▸ Set tasks
(1) Return the stretch of the article on Diana Thorneycroft's exhibition from "The work of" through "Tokyo and Sydney…).", copied word for word.
(2) In the article on Diana Thorneycroft's exhibition, which magazine ranked "Group of Seven Awkward Moments" among the ten best exhibits in Canada in 2008?

The work of Diana Thorneycroft will be on display for the first time in France at The Canadian Cultural Center until September 9, 2011. Born in 1956, Diana Thorneycroft lives and works in Winnipeg, Manitoba. Although the selection on display here represents her first individual exhibition in France, Thorneycraft enjoys international recognition (with exhibitions in Canada, the United States, Europe, Tokyo and Sydney…).

Diana Thorneycroft’s Extraordinary Stories. Caustic Landscapes of the Canadian Imaginary is the title of the exhibition at the Cultural Canadian Center gathering works from her photographic series “Group of Seven Awkward Moments”, including 20 pictures that marked the Canadian art scene (the magazine “Canadian Art” considered this series one of the ten best exhibits in Canada in 2008). This series is accompanied by older works, no less joyously iconoclast, entitled “The Canadian Martyrdom Series". Through these lively and narrative pictures, Diana Thorneycroft takes an ironic and unforgiving look at “national identity and sacred truths of her country”.

These reconstructed visual stories combine plastic characters in fantasy settings provoking a voluntarily subversive and “iconoclastic” vision of Canada. She toys with “feelings of national identity, revealing their artificial nature”. The artificial settings with their natural lighting are visual lies, sending the spectator towards a world of tourism, frozen but reassuring, domestic but entertaining.”

“Group of Seven Awkward Moments" is, however, inspired by the famous picture of the “Group of Seven”.

▸ Dataset extract
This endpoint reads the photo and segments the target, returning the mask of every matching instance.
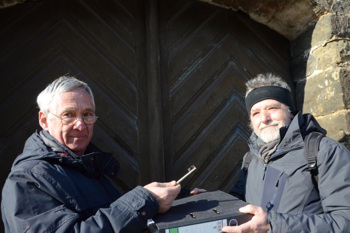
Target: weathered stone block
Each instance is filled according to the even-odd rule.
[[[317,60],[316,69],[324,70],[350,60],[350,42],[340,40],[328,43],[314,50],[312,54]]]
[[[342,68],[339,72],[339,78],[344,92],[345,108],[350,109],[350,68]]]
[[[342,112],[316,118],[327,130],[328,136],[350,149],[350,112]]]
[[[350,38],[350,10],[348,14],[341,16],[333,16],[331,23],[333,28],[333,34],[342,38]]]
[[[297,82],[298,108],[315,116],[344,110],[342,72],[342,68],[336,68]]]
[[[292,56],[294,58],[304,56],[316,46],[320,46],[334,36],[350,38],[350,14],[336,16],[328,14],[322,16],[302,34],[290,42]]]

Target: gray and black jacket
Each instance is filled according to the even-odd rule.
---
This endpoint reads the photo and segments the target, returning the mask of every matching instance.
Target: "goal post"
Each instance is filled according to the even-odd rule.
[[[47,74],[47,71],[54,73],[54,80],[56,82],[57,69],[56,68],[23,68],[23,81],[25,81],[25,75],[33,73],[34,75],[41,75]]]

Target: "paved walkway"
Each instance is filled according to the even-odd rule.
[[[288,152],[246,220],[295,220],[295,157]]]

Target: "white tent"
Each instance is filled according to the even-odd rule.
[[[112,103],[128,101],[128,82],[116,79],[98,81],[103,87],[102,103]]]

▸ Completed exercise
(1)
The work of Diana Thorneycroft will be on display for the first time in France at The Canadian Cultural Center until September 9, 2011. Born in 1956, Diana Thorneycroft lives and works in Winnipeg, Manitoba. Although the selection on display here represents her first individual exhibition in France, Thorneycraft enjoys international recognition (with exhibitions in Canada, the United States, Europe, Tokyo and Sydney…).

(2) Canadian Art